I’m writing this from my bed. Why? Because I have a maaaajor headache today. It’s so bad I can’t barely stand the light. I also have nightmares again, it started somewhere before the weekend.

I try not to overthink this too much, but I’m scared that I’m in some way overworked? Could it be that? Or do I just have another episode where my PTSD and depression symptoms are getting worse? Is it my period that’s getting a hold on me? I have no idea.. I just know that it gets me in bed again for the longest time. And I’m more than annoyed by it.

I really love(d) this illustration, and again, you guys, it will be for sale tonight on my shop as a limited print!

I’m proud to see my progress in these illustrations. And even though I enjoy these a lot, they also stress me out a lot because I feel the pressure on my shoulders to get it done everyday. I can deal with deadlines but it’s usually for a project that has to be done by a certain date. It’s never 31 things in a row every day 😂. But I’ll pull through. I’ll be fine and I’ll be doing each one with the same amount of love!

» **QUESTIONS TO ANSWER**
1. Do these statements agree with the blog post? Answer yes or no for each, quoting the words of the post that decide it.
(a) The nightmares began after the weekend.
(b) The illustration will be sold tonight as a limited print.
(c) The writer says they cannot deal with deadlines.
2. What possible causes does the writer of the blog post raise for their current state? List all of them.
3. How would you sum up the blog post in two sentences?

» **SOURCE INFORMATION**
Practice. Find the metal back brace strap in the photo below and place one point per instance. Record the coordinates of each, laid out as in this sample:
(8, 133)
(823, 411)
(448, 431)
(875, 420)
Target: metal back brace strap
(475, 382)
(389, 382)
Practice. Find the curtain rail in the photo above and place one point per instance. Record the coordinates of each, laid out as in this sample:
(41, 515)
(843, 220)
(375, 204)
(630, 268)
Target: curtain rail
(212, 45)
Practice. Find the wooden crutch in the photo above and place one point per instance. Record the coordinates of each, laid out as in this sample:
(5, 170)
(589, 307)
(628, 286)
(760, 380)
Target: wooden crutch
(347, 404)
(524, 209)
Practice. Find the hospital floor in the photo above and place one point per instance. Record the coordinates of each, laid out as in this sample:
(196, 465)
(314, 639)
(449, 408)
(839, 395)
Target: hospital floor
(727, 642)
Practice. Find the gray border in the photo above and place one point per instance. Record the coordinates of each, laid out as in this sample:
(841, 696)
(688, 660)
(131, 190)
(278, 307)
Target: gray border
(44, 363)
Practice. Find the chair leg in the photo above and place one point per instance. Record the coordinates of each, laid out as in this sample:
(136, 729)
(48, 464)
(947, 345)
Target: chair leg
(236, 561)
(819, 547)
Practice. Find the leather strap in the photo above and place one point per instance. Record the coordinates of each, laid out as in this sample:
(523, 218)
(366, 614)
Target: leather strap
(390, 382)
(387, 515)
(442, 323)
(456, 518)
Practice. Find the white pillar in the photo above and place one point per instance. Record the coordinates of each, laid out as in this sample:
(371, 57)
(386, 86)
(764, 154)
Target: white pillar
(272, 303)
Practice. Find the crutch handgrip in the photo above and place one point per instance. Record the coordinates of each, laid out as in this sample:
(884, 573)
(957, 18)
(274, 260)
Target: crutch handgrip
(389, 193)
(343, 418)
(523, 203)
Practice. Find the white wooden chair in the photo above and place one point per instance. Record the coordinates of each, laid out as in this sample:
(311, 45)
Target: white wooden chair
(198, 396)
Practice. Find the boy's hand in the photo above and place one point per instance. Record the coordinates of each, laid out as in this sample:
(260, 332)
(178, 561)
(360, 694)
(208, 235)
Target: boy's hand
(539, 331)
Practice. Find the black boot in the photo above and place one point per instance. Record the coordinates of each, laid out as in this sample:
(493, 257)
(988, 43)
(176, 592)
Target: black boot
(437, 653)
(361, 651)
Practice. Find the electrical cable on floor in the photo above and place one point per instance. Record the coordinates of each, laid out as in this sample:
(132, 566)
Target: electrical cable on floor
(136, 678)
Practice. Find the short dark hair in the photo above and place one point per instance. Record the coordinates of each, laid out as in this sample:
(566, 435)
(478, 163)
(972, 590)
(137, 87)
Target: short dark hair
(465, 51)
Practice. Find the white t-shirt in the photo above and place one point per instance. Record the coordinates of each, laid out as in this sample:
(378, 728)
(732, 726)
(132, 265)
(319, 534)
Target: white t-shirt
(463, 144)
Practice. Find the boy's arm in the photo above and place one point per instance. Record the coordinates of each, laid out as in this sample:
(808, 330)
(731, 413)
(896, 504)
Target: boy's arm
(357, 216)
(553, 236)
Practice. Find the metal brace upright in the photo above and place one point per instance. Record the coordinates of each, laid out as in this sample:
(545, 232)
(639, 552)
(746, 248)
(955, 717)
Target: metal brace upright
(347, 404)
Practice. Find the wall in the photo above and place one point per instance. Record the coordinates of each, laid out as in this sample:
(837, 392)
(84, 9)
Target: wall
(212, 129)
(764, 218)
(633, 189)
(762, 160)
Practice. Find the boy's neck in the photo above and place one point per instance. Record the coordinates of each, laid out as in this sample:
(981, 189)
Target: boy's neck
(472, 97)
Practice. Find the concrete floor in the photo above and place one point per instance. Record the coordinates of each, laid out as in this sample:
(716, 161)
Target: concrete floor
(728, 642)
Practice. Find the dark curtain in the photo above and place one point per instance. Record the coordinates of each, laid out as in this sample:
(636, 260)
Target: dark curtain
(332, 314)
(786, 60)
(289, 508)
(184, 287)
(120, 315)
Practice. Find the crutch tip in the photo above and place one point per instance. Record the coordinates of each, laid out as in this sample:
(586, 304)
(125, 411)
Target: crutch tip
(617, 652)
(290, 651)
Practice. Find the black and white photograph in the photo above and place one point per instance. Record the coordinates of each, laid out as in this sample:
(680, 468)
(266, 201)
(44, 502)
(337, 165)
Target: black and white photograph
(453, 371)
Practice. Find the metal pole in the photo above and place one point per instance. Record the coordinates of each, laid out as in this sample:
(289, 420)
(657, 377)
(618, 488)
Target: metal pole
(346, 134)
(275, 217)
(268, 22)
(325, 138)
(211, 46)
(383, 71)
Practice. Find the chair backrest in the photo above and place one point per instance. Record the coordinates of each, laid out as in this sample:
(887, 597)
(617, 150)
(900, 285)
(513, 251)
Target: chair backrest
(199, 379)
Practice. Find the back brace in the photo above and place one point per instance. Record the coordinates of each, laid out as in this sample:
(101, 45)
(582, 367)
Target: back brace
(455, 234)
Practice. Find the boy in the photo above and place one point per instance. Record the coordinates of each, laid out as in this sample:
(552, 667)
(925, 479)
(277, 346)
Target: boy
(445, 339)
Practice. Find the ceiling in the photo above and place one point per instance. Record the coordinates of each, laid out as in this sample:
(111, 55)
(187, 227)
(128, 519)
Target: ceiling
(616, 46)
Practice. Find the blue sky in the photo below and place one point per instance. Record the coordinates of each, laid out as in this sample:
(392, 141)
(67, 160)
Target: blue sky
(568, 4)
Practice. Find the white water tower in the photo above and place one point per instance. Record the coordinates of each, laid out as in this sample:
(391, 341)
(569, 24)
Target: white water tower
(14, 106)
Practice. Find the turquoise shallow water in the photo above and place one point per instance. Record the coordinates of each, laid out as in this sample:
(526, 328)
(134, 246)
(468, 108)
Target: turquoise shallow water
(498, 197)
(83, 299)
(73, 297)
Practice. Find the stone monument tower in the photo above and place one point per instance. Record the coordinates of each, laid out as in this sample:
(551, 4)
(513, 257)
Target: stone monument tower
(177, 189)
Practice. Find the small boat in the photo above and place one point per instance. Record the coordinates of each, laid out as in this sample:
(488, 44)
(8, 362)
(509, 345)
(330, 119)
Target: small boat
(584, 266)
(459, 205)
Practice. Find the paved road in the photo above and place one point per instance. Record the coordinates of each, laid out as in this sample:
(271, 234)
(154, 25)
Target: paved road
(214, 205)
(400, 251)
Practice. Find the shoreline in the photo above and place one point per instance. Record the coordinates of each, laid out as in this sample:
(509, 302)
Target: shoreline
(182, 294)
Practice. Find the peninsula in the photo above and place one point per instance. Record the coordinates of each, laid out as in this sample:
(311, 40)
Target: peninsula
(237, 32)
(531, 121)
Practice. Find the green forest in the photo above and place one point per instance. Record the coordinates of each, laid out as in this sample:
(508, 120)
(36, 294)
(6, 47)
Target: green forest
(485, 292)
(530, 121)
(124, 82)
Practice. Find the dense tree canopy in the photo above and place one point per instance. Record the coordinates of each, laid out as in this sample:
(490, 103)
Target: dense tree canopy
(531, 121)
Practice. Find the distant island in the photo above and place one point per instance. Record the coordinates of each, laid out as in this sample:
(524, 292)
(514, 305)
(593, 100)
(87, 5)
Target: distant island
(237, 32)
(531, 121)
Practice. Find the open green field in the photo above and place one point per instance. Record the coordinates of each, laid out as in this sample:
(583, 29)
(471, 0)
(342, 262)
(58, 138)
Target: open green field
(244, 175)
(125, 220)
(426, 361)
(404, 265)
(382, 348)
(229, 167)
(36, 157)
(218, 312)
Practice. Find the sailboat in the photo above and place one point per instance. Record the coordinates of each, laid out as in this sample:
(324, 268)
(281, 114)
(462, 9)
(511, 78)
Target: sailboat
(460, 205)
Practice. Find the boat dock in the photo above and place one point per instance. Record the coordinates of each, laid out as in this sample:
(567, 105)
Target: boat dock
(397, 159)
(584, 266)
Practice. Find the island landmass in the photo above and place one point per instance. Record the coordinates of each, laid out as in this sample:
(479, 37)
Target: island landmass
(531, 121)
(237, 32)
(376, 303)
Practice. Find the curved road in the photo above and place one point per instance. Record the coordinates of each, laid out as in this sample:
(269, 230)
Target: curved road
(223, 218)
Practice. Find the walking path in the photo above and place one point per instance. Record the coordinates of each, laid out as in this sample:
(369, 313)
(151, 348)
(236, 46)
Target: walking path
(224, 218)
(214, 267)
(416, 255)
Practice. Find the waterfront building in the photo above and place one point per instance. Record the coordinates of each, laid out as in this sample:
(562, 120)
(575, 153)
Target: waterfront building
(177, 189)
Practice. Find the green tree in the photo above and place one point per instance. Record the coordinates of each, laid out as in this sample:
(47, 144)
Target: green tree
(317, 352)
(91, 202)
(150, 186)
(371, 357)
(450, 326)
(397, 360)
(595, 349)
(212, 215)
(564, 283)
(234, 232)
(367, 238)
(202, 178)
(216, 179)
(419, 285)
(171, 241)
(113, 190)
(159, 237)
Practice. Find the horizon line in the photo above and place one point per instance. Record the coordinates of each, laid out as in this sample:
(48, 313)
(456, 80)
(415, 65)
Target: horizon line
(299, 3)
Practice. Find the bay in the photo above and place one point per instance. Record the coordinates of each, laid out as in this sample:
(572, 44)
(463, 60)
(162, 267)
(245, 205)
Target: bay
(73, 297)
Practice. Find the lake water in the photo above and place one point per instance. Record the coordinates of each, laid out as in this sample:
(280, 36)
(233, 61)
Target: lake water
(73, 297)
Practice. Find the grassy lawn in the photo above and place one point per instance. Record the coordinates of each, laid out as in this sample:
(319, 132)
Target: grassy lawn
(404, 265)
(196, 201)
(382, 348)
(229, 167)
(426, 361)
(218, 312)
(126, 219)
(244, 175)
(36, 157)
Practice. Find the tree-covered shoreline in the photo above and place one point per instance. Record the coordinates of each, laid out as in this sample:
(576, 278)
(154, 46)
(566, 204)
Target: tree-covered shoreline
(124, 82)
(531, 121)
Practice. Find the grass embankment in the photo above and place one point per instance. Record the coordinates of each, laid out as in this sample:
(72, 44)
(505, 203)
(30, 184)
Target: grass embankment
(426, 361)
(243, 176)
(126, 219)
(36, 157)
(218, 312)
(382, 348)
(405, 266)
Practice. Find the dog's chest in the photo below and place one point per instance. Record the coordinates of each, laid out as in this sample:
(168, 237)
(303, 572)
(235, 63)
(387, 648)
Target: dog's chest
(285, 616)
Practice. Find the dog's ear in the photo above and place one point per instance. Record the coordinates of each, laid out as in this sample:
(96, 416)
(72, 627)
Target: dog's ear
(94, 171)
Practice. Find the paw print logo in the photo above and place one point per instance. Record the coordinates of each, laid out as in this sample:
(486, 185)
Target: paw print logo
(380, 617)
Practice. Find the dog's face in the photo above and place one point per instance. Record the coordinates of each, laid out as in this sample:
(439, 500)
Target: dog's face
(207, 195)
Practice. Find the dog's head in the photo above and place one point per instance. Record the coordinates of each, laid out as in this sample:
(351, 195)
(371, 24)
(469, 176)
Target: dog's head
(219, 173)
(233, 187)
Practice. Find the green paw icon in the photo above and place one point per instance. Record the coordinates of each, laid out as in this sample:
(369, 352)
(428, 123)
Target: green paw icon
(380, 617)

» **YOUR WRITTEN ANSWERS**
1.
(a) No: "it started somewhere before the weekend."
(b) Yes: "it will be for sale tonight on my shop as a limited print!"
(c) No: "I can deal with deadlines"

2.
- Being overworked
- Another episode in which their PTSD and depression symptoms get worse
- Their period

3. The writer is in bed with a severe headache and has nightmares again, and wonders whether overwork, worsening PTSD and depression symptoms, or their period is the cause. They are proud of their progress in their illustrations and will sell one as a limited print tonight, and although making one every day for 31 days in a row stresses them, they say they will pull through.